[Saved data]
• • • • • • •
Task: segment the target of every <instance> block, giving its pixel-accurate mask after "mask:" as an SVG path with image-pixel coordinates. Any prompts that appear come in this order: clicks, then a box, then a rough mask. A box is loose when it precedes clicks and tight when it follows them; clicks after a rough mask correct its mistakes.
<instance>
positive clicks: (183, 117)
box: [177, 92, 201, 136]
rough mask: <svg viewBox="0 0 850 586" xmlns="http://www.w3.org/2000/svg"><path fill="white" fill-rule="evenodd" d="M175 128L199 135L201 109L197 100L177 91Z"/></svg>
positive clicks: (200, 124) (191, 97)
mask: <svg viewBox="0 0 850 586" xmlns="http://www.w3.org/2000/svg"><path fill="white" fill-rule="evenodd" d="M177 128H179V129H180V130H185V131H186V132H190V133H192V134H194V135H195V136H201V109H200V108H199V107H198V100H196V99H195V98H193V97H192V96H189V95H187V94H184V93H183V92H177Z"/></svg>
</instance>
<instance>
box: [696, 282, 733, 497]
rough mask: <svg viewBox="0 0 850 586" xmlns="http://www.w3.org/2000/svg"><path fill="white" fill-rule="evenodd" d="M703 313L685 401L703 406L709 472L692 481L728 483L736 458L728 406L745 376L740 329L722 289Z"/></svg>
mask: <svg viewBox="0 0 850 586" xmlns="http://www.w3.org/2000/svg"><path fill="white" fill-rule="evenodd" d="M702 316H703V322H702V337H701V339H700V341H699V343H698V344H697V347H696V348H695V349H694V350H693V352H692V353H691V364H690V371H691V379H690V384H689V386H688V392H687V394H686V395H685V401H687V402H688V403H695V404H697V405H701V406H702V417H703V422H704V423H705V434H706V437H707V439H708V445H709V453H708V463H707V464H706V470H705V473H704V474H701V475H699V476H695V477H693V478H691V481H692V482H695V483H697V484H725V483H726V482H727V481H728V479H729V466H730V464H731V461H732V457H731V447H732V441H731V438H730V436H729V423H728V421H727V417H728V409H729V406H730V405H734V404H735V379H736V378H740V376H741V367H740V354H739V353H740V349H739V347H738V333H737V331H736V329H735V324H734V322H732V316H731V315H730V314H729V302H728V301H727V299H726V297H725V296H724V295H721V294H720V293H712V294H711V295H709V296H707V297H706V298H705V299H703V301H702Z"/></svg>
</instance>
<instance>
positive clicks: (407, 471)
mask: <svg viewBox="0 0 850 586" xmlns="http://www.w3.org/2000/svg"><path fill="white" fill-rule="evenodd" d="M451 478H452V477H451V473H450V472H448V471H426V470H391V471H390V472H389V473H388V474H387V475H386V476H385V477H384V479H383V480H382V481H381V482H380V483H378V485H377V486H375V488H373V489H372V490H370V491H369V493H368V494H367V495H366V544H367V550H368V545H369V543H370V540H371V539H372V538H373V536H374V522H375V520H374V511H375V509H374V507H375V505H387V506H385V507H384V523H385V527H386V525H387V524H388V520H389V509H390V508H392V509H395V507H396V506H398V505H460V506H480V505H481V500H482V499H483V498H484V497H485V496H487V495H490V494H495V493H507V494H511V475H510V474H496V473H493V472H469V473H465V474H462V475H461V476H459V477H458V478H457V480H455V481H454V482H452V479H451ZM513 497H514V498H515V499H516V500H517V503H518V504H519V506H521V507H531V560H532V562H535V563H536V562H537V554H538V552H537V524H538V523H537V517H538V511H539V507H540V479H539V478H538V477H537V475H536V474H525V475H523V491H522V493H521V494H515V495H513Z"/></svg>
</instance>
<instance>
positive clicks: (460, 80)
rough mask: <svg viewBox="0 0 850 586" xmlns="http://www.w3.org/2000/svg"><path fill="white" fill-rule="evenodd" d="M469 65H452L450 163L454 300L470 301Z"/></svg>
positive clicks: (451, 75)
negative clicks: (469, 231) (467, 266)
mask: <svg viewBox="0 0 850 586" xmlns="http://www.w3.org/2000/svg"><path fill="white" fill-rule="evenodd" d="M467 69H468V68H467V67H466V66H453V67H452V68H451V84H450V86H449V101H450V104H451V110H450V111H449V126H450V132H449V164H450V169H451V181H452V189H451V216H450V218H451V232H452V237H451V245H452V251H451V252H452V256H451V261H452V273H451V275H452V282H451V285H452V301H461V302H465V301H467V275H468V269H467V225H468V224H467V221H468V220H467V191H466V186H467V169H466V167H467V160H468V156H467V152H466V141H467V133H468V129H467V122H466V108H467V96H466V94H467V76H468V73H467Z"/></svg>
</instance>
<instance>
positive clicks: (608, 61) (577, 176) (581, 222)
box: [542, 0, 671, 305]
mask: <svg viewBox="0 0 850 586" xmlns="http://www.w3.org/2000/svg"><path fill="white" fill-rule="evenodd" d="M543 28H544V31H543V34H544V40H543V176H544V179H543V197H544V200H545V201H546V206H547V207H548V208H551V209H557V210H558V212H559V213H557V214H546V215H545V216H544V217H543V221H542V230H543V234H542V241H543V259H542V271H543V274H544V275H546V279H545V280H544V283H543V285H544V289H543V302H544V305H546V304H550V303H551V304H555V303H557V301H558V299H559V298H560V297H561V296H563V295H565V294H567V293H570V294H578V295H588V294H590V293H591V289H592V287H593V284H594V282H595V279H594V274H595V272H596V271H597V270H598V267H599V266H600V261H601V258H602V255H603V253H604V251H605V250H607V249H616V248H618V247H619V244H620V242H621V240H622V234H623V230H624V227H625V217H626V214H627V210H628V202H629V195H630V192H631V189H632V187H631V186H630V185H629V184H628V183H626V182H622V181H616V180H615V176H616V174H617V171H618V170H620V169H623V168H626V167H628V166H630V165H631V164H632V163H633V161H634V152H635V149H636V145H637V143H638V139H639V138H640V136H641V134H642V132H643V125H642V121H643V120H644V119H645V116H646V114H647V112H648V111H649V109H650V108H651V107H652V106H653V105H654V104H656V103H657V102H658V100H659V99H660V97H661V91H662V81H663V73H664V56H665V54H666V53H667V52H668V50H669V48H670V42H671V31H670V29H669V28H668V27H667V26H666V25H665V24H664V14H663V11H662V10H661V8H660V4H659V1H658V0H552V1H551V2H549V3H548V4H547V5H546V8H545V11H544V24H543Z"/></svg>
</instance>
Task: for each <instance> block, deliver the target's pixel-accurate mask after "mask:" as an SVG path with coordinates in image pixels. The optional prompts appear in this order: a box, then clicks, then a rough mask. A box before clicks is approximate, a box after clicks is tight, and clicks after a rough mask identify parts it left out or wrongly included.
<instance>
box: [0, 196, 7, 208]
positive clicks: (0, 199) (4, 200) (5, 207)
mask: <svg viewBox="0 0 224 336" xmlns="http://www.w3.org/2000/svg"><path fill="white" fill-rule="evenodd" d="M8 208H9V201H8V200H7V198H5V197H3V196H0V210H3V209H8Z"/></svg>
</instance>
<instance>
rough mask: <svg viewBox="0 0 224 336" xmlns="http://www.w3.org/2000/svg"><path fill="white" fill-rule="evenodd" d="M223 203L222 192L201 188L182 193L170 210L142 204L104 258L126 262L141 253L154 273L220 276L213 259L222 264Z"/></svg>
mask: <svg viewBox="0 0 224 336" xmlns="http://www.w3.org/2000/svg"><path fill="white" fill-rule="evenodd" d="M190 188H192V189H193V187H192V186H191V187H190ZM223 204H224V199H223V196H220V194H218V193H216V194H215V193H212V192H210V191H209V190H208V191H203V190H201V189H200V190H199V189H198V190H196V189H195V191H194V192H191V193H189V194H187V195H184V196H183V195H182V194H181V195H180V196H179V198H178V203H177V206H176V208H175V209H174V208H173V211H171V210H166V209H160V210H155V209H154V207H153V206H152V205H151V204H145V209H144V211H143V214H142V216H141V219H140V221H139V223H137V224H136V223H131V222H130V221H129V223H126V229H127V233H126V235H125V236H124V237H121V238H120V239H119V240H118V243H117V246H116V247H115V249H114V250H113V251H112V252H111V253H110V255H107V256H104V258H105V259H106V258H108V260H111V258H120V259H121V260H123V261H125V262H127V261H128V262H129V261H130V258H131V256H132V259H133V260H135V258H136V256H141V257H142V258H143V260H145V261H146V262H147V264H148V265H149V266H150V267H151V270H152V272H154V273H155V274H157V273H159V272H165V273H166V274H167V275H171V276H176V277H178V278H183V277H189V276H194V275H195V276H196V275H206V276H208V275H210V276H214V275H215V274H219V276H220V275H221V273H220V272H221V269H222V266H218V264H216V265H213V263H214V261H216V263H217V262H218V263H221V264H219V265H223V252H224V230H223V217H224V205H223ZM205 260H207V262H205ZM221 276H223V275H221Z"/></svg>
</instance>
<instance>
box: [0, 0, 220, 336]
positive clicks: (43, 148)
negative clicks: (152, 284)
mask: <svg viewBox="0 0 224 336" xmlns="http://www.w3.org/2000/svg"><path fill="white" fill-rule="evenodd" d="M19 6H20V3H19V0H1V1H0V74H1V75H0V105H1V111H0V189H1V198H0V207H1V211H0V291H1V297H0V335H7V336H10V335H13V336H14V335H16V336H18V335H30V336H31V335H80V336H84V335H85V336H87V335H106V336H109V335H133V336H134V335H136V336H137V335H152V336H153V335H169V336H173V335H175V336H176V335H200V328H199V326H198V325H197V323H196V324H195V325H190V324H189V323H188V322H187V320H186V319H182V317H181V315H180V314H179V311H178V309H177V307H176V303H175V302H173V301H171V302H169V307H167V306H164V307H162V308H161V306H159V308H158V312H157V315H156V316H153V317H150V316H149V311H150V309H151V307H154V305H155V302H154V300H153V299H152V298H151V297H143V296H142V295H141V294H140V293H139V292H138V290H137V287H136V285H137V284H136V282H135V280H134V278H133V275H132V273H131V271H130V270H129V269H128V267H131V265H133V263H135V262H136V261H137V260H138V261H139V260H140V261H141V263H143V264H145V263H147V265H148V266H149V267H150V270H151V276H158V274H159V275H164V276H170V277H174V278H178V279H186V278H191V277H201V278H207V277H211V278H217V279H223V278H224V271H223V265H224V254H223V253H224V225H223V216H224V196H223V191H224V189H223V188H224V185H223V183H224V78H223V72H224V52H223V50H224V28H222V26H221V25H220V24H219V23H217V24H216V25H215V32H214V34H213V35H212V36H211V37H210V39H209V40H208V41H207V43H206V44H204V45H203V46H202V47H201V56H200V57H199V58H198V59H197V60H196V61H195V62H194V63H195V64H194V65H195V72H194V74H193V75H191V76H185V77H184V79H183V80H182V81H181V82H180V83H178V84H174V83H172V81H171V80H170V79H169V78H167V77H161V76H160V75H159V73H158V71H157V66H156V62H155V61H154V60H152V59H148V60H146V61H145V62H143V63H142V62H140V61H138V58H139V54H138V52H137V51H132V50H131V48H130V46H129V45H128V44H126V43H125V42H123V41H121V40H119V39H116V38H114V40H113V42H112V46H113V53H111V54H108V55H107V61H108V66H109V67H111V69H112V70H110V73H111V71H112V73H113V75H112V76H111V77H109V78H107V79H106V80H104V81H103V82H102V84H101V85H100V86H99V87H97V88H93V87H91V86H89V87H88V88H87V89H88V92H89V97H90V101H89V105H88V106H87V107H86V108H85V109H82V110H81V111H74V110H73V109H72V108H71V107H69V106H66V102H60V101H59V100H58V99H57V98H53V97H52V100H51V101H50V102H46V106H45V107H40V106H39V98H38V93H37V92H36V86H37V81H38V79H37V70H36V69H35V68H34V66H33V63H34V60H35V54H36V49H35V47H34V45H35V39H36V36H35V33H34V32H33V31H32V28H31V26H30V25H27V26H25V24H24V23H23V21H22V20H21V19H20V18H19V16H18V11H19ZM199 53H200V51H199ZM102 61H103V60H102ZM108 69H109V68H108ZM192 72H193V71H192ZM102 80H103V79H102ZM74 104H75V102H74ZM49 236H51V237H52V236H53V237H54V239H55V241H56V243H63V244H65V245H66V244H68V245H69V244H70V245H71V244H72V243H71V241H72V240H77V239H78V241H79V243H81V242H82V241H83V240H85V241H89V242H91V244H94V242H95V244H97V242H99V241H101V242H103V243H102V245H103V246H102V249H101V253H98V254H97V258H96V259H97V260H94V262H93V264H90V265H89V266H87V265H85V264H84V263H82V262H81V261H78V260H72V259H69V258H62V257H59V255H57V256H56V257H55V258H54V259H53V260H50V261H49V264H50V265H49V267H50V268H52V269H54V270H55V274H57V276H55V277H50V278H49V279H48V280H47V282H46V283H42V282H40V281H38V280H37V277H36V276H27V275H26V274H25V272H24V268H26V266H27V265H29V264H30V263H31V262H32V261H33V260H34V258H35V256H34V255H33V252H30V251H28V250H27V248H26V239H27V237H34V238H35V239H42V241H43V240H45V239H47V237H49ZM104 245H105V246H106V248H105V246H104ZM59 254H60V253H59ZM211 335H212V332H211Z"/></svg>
• • • • • • •
Directions - Present the items from their start through the line containing "box: [177, 92, 201, 136]" as a Markdown table, with the columns Row and Line, skipping any blank lines.

Answer section -
| Row | Line |
|---|---|
| 1 | Task: segment the target of every <instance> block, giving its pixel-accurate mask after "mask:" as an SVG path with image-pixel coordinates. Any prompts that appear come in this order: clicks, then a box, then a rough mask. A box is loose when it precedes clicks and tight when it follows them; clicks after a rough mask correct its mistakes. |
| 2 | <instance> |
| 3 | positive clicks: (183, 117) |
| 4 | box: [177, 92, 201, 136] |